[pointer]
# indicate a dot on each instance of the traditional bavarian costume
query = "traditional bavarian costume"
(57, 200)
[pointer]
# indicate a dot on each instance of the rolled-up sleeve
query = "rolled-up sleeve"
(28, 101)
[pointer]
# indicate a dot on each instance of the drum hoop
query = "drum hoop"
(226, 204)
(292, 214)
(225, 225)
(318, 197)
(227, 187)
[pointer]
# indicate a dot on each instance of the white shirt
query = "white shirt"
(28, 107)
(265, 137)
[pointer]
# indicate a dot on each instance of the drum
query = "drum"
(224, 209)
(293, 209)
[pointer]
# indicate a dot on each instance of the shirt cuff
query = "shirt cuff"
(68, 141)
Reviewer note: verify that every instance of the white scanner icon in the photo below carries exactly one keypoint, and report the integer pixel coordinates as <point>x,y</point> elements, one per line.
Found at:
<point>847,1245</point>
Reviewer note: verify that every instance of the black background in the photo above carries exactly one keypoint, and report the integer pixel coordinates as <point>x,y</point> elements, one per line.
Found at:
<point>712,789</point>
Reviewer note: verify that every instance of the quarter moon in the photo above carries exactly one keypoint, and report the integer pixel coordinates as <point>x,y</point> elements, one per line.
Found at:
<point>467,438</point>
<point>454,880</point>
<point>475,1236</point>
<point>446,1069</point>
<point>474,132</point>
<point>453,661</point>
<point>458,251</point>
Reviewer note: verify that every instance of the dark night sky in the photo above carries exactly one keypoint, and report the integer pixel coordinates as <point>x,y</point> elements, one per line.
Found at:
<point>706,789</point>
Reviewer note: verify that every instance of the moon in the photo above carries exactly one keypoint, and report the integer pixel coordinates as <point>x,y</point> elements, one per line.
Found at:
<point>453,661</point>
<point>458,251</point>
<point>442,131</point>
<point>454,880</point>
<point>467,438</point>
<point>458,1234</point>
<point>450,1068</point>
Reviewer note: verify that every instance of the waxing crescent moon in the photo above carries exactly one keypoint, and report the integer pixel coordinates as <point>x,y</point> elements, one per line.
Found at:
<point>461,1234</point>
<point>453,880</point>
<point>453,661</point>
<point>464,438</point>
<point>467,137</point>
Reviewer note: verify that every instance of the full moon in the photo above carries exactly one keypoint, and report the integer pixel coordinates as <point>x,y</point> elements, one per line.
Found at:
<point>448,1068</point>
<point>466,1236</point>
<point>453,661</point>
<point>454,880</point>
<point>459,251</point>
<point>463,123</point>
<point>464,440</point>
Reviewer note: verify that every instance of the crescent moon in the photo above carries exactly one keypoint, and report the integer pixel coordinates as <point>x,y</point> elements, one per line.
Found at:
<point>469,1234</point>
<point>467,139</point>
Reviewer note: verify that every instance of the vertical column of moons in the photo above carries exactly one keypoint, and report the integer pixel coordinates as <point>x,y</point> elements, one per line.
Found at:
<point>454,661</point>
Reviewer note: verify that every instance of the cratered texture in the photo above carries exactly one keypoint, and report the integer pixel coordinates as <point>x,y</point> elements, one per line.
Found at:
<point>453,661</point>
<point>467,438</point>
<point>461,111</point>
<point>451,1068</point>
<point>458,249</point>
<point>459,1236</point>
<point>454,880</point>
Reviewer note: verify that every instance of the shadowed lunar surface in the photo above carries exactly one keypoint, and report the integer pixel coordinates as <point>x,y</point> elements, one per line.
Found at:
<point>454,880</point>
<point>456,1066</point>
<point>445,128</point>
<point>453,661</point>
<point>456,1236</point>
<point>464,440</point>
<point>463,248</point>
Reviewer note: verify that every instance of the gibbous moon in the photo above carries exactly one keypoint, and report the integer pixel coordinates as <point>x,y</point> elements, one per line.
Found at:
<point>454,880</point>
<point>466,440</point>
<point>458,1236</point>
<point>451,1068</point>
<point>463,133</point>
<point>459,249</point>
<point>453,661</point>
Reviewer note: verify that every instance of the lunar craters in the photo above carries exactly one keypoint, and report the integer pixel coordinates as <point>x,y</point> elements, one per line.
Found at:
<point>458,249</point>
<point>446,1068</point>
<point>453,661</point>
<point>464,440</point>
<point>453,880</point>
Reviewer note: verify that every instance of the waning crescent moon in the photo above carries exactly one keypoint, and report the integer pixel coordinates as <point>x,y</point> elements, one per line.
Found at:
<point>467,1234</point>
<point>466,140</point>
------------------------------------------------------------------------
## [What to work on]
Copy each entry exactly.

## [Answer to the problem]
[pointer]
# indicate a dot on each instance of the traditional bavarian costume
query = "traditional bavarian costume"
(57, 200)
[pointer]
# indicate a dot on each instance of the rolled-up sleeve
query = "rolled-up sleeve"
(28, 101)
[pointer]
# indicate a dot on each instance of the drum hoop
query = "drum hoop"
(226, 204)
(292, 214)
(225, 225)
(318, 197)
(227, 187)
[pointer]
# indicate a dot on each instance of the white shirt
query = "white shirt"
(28, 107)
(265, 137)
[pointer]
# indicate a dot on each instance of the drum
query = "drum"
(224, 209)
(293, 209)
[pointer]
# indicate a dot on each instance of the shirt cuff
query = "shirt cuff"
(68, 141)
Reviewer note: verify that every instance of the white scanner icon in the photo below carries exactly one keypoint, and report the integer pixel coordinates as <point>x,y</point> elements, one per line.
Found at:
<point>847,1245</point>
Reviewer note: verify that every instance of the black background in the photo above carries exactly one keypoint, and report the integer pixel coordinates as <point>x,y</point> elements, one per line.
Found at:
<point>712,789</point>
Reviewer note: verify that every instance of the quarter moon in the photo above carries exactly one keypoint, and report the integer pixel coordinates as <point>x,y</point> elements, one per line.
Found at:
<point>467,438</point>
<point>454,880</point>
<point>475,1236</point>
<point>446,1069</point>
<point>474,132</point>
<point>453,661</point>
<point>458,251</point>
Reviewer note: verify that every instance of the dark night sky in the photo above carries exactly one keypoint, and report the integer pixel coordinates as <point>x,y</point> elements, one per line.
Found at:
<point>706,789</point>
Reviewer note: verify that every instance of the moon in the photo above carries exactly one keypoint, and report the integer pixel coordinates as <point>x,y</point> elements, one per line.
Found at:
<point>453,661</point>
<point>458,251</point>
<point>442,131</point>
<point>454,880</point>
<point>467,438</point>
<point>458,1234</point>
<point>450,1068</point>
Reviewer note: verify that every instance of the waxing crescent moon in the photo above carries exactly one keypoint, and report the integer pixel coordinates as <point>x,y</point> elements, one per line.
Found at:
<point>461,1234</point>
<point>453,880</point>
<point>453,661</point>
<point>464,438</point>
<point>467,137</point>
Reviewer note: verify that every instance of the full moon in the photo above carries exactly one keypoint, and report the integer pixel coordinates as <point>x,y</point> elements, one per line.
Found at:
<point>448,1068</point>
<point>466,1236</point>
<point>453,661</point>
<point>454,880</point>
<point>459,251</point>
<point>463,123</point>
<point>464,440</point>
Reviewer note: verify that every instance of the crescent moon in the photo above carries exactly one keypoint, and report the integer pixel coordinates as <point>x,y</point> elements, one per line.
Found at:
<point>469,1234</point>
<point>467,139</point>
Reviewer note: verify that every instance of the vertical column of moons in the photo above carries exactly one keypoint, and report the integer pixel coordinates as <point>x,y</point> elements, one per line.
Found at:
<point>454,661</point>
Reviewer note: verify that every instance of the cratered texture in the photo above carries exactly one keypoint, and report the integer pixel coordinates as <point>x,y</point> elements, one per line.
Found at:
<point>453,661</point>
<point>467,438</point>
<point>461,111</point>
<point>451,1068</point>
<point>458,249</point>
<point>459,1236</point>
<point>454,880</point>
Reviewer note: verify that every instance of the shadowed lunar surface in the photo above carries exactly one keypoint, and report the integer pixel coordinates as <point>x,y</point> elements, one per line.
Found at:
<point>454,880</point>
<point>456,1066</point>
<point>445,128</point>
<point>453,661</point>
<point>456,1236</point>
<point>464,440</point>
<point>463,248</point>
Reviewer note: verify that every instance of the gibbous moon in the photo above carries exactly one keypoint, and report the integer pixel coordinates as <point>x,y</point> elements, one per line.
Found at:
<point>454,880</point>
<point>466,440</point>
<point>458,1236</point>
<point>451,1068</point>
<point>463,133</point>
<point>459,249</point>
<point>453,661</point>
Reviewer note: verify that every instance of the lunar craters in the photo above carries exactly one keypoint, and report the integer pixel coordinates as <point>x,y</point> elements, one per line.
Found at:
<point>458,249</point>
<point>446,1068</point>
<point>453,661</point>
<point>464,440</point>
<point>453,880</point>
Reviewer note: verify that every instance of the waning crescent moon in the photo above carries exactly one keypoint, and report the integer pixel coordinates as <point>x,y</point> elements, one per line.
Found at:
<point>467,1234</point>
<point>466,140</point>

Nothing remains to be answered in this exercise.